> **DIRECTIONS**
Transcribe the listing that follows in full, omitting pictures.

[Collected data]
§

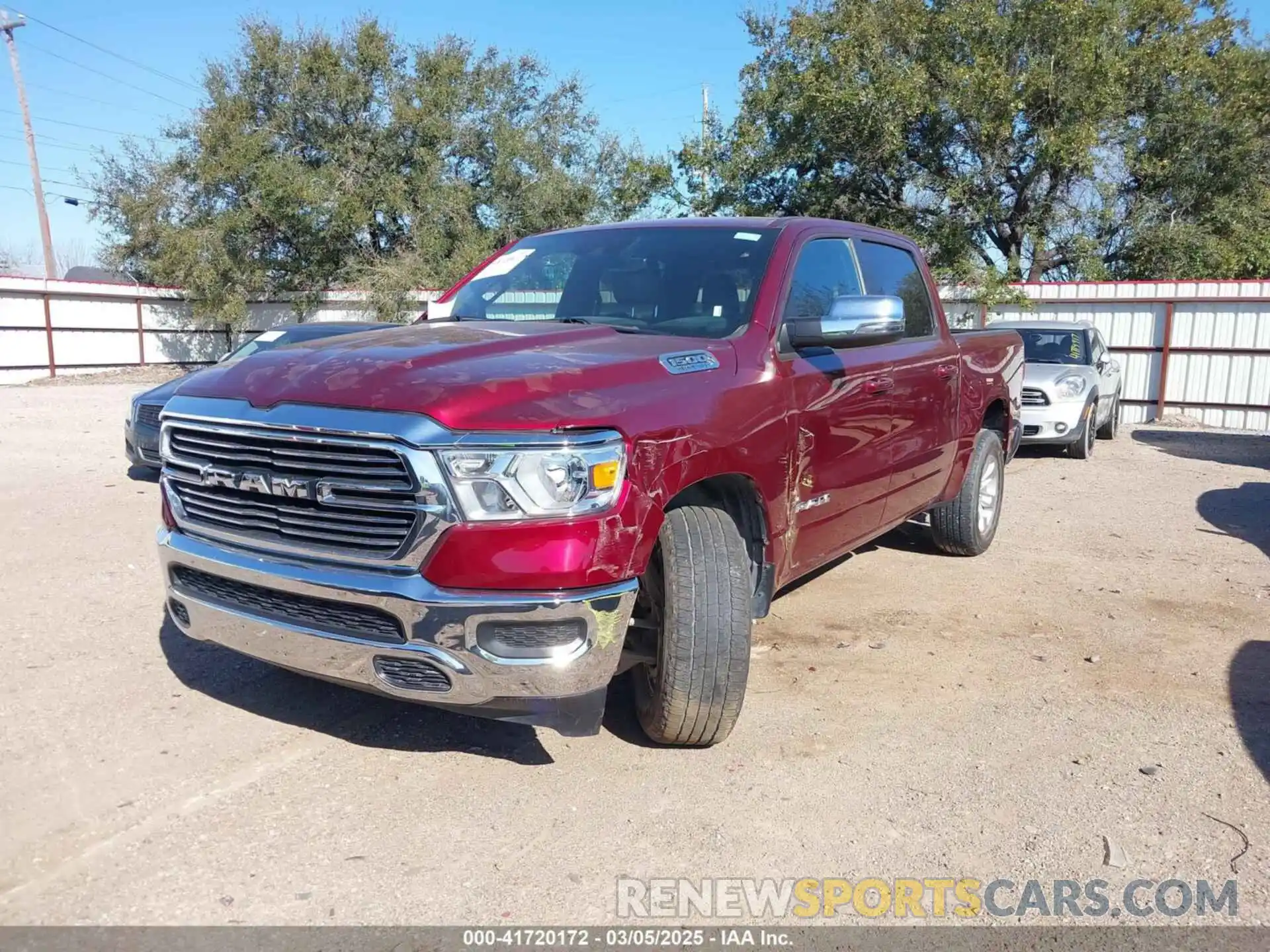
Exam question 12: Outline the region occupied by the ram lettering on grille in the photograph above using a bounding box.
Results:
[164,419,421,560]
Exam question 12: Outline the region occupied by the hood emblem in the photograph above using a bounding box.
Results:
[657,350,719,373]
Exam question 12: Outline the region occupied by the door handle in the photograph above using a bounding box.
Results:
[865,377,896,396]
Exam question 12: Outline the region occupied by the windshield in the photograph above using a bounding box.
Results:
[221,330,287,363]
[451,226,779,338]
[1019,330,1089,364]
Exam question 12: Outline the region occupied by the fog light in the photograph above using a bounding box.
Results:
[476,618,587,658]
[167,598,189,625]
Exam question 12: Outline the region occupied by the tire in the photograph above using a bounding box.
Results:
[931,430,1006,556]
[631,505,753,748]
[1099,391,1120,439]
[1067,395,1099,459]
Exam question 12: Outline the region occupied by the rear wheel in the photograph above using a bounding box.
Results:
[931,430,1006,555]
[1099,392,1120,439]
[631,505,753,746]
[1067,396,1099,459]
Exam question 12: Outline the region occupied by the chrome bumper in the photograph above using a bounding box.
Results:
[159,530,638,734]
[1023,401,1085,443]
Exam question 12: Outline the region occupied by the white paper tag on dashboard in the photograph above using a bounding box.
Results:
[472,247,533,280]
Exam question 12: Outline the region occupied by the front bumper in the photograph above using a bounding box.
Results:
[159,530,638,735]
[1023,401,1086,443]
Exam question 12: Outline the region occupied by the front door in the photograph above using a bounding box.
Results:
[783,237,893,574]
[856,241,961,523]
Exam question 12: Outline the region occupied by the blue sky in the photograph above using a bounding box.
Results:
[0,0,1270,265]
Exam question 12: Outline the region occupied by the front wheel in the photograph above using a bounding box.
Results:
[1099,391,1120,439]
[1067,396,1099,459]
[631,505,753,748]
[931,430,1006,555]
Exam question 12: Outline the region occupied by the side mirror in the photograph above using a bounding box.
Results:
[785,294,904,348]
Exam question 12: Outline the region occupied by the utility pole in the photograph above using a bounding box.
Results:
[701,83,710,196]
[701,83,710,153]
[0,9,57,278]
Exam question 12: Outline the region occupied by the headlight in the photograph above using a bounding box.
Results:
[1054,373,1088,400]
[441,440,626,520]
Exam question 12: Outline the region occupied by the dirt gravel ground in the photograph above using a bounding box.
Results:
[0,385,1270,924]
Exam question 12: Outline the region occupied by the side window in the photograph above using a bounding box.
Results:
[1089,330,1107,367]
[785,239,864,320]
[856,241,935,338]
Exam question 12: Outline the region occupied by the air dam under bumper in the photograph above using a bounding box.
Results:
[159,530,638,736]
[1023,400,1088,443]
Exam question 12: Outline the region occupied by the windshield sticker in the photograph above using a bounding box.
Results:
[472,247,534,280]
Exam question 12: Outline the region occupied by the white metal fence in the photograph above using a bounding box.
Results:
[945,280,1270,432]
[0,277,439,383]
[0,278,1270,430]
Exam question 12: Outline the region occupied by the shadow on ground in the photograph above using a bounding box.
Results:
[1227,641,1270,782]
[159,612,554,767]
[1133,428,1270,556]
[1133,426,1270,469]
[1195,483,1270,557]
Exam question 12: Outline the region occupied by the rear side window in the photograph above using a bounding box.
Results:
[856,241,935,338]
[785,239,864,320]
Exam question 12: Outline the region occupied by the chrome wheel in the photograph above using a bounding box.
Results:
[978,457,1001,536]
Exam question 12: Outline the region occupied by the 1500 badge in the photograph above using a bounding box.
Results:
[657,350,719,373]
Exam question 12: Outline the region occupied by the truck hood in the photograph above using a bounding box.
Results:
[1021,363,1096,392]
[181,321,736,430]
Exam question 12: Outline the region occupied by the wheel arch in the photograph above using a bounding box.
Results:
[635,472,775,618]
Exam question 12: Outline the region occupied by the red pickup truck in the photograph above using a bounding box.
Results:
[159,218,1023,745]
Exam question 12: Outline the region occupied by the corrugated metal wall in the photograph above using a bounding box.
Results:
[965,280,1270,432]
[0,278,438,383]
[0,278,1270,432]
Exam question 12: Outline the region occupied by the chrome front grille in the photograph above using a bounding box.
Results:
[163,419,425,561]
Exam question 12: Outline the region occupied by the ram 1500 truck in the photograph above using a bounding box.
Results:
[159,218,1023,745]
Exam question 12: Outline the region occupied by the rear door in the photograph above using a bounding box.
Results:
[1089,327,1120,425]
[856,237,960,523]
[780,235,892,573]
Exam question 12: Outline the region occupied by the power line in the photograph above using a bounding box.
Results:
[601,83,701,105]
[14,14,203,93]
[15,42,194,109]
[0,132,97,152]
[26,83,167,119]
[0,159,75,175]
[0,109,159,142]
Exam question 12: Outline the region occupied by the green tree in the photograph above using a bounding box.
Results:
[679,0,1270,288]
[93,19,671,320]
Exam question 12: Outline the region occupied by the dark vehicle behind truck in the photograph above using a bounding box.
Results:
[159,218,1023,745]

§

> **FULL OUTPUT**
Exam question 12: Outline the region occupied by the ram lettering on grille in the photograph above using a bounding box.
Results:
[164,419,421,560]
Exam question 12: Outline the region occupied by the hood emblem in the photograph above using a bounding box.
Results:
[657,350,719,373]
Exam question 12: Outline the region occupied by the door handle in the photograph above using a bounding box.
Results:
[865,377,896,396]
Exam question 12: Outline the region occupied by the windshield in the photograph above using a bounding box.
Results:
[221,330,287,363]
[451,226,779,338]
[1019,330,1089,364]
Exam question 12: Outline the region occupied by the fog light in the photograph above using a bounding box.
Results:
[476,618,587,658]
[167,598,189,625]
Exam question 12: Outline the region occupied by the tire in the photograph above using a bounding box.
Results:
[931,430,1006,556]
[631,505,753,748]
[1099,391,1120,439]
[1067,395,1099,459]
Exam question 12: Outline the region occupied by the rear wheel in the photograph above using a bounding box.
Results:
[931,430,1006,555]
[1099,392,1120,439]
[631,505,753,746]
[1067,396,1099,459]
Exam question 12: Outline the region occupied by the chrome bumper in the photograph above using a bounding box.
Results:
[159,530,638,734]
[1023,401,1085,443]
Exam question 12: Outline the region occupied by the white paper tag on dashboard in the photograph above using a bounding box.
Results:
[472,247,533,280]
Exam question 12: Outline the region occupied by the front bumper in the photograph above using a bounding box.
Results:
[159,530,638,735]
[1023,401,1086,443]
Exam question 12: Outline the region occupied by the front door in the photograph above using a bounding box.
Results:
[783,237,893,574]
[856,241,961,523]
Exam question 12: Outline the region occupied by the blue sky in the photograph above using a bounding box.
Results:
[0,0,1270,265]
Exam question 12: Outline the region occupied by the front wheel in the photograph above using a bounding box.
Results:
[1099,391,1120,439]
[1067,396,1099,459]
[631,505,753,748]
[931,430,1006,555]
Exam question 12: Outline the region occupied by the side mirror in the photograph above using a bounding box.
Results:
[785,294,904,348]
Exam question 12: Outline the region occupied by the utility pole in the photograph above using a bounding box.
Results:
[701,83,710,196]
[701,83,710,153]
[0,9,57,278]
Exam question 12: Outline the region occupied by the headlight in the photograph above using a bounding box.
Results:
[1054,373,1088,400]
[441,440,626,520]
Exam question 12: Outline the region occupied by the dirt gravel ground in the photograph above using a bounding box.
Results:
[0,385,1270,924]
Exam question 12: Outline the region occupied by the side window in the photograph above using a bounding box.
Results:
[1089,330,1107,367]
[785,239,864,320]
[856,241,935,338]
Exam question 12: Outline the region occupied by the air dam under bumper in the photograph above using a bounding box.
Results:
[159,530,638,736]
[1023,400,1088,443]
Exam question 12: Outline the region occupied by the windshield sticker in the photograph above using a bounding box.
Results:
[472,247,534,280]
Exam question 12: Outline the region occupied by the white metal fence in the photograph above using a bounding box.
Results:
[945,280,1270,432]
[0,277,439,383]
[0,278,1270,430]
Exam question 12: Outline the region occupied by the shadow on ground in the photograph above using a bounding box.
Results:
[1227,641,1270,782]
[159,612,554,767]
[1133,428,1270,556]
[1133,426,1270,469]
[1195,483,1270,557]
Exam question 12: Outline the region occupied by the rear side window in the photograph above using a bounding box.
Results:
[856,241,935,338]
[785,239,864,320]
Exam question 12: Outline the region occupied by the chrome wheel in the photograph above using a bounding box.
Results:
[978,457,1001,536]
Exam question 12: Outline the region occupied by the 1500 badge in the photograph above using a bounding box.
Results:
[657,350,719,373]
Exam question 12: Outline the region occupied by the truck hood in the photograph above using a bounding box.
Results:
[1021,363,1096,392]
[181,321,736,430]
Exam question 12: Outline the region occupied by the wheel arch in the photograph above using a bounding box.
Results:
[635,472,775,618]
Exam question 12: Outline the region occupied by the red pickup truck in the photograph above using a bounding box.
Results:
[159,218,1023,745]
Exam question 12: Outline the region occupied by the corrugated metal wall in the photograph above using a bounding box.
Results:
[965,280,1270,432]
[0,278,438,383]
[0,278,1270,432]
Exam question 12: Outline the region occupied by the chrome front grille in the photograph above using a bounding box.
Results:
[163,419,425,561]
Exam question 12: Outline the region occupied by the ram 1500 truck in the photograph above using a bounding box.
Results:
[159,218,1023,745]
Exam question 12: Outline the region occupied by the rear door in the photograph above using a bounding box.
Results:
[1089,327,1120,425]
[856,237,960,523]
[780,235,892,573]
Exam question 12: Outline the region occupied by the power line in the photograph above using a bounding box.
Results:
[601,83,701,105]
[14,14,203,93]
[15,42,194,109]
[0,132,97,152]
[26,83,167,119]
[0,159,75,175]
[0,109,159,142]
Exam question 12: Outline the region occupied by the green tree in the photograph above using a bounding box.
Results:
[679,0,1270,288]
[93,19,671,320]
Exam question 12: Outline the region occupied by the dark vehicle behind truck in the photograph above using a bounding box.
Results:
[159,218,1023,745]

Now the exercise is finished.